▶ Exercise prompt
When you copy the listing, skip the images and return each line verbatim.

▶ Material to process
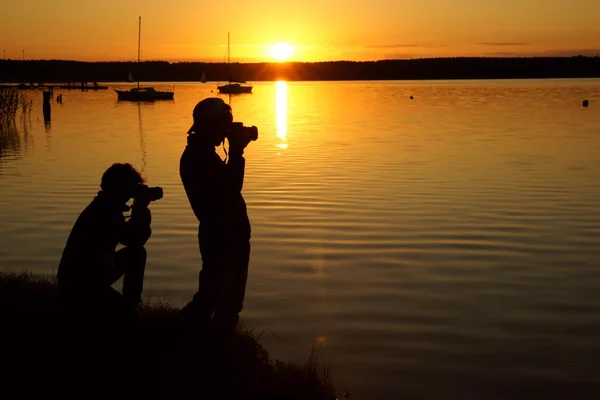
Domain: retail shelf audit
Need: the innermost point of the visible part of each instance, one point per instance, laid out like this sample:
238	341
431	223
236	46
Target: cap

▶ Response
Domain: retail shelf audit
Need: the innermost point of the visible part of each instance, one point per instance, laid out like this sample:
238	341
431	223
236	46
Target: cap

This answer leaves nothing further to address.